- [Описание задачи] Измените перечень ниже: везде замените «tag» на «mark», а всё остальное оставьте без изменений.

Записи для определения позиций
#####

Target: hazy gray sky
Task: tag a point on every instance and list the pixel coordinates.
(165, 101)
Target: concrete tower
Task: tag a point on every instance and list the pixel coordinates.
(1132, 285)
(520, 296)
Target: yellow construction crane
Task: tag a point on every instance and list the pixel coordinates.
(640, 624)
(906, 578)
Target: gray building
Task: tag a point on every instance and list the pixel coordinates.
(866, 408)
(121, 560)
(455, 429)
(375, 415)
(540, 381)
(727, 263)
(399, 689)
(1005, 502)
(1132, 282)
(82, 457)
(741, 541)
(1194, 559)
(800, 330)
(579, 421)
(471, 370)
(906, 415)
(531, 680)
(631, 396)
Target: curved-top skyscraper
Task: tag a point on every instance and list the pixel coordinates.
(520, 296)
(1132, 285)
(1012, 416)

#####

- [Результат выполнения]
Target: hazy gray sky
Task: mark a point on every instance and list the pixel coordinates.
(165, 101)
Target: concrete tower
Task: mark a point on every instance and list the pixel coordinates.
(1132, 285)
(520, 296)
Target: yellow construction crane
Task: mark a point on every instance and list the pixel coordinates.
(640, 624)
(906, 578)
Target: gray building
Task: mark a point on every instance and list the pixel coordinates.
(866, 408)
(121, 560)
(455, 429)
(375, 415)
(540, 381)
(727, 263)
(399, 689)
(1005, 502)
(1132, 282)
(82, 457)
(741, 541)
(1194, 559)
(800, 330)
(579, 421)
(471, 370)
(906, 415)
(531, 680)
(631, 396)
Target: curved-top skyscraper
Task: mark a point on every instance and list the pixel coordinates.
(520, 296)
(1132, 285)
(1012, 416)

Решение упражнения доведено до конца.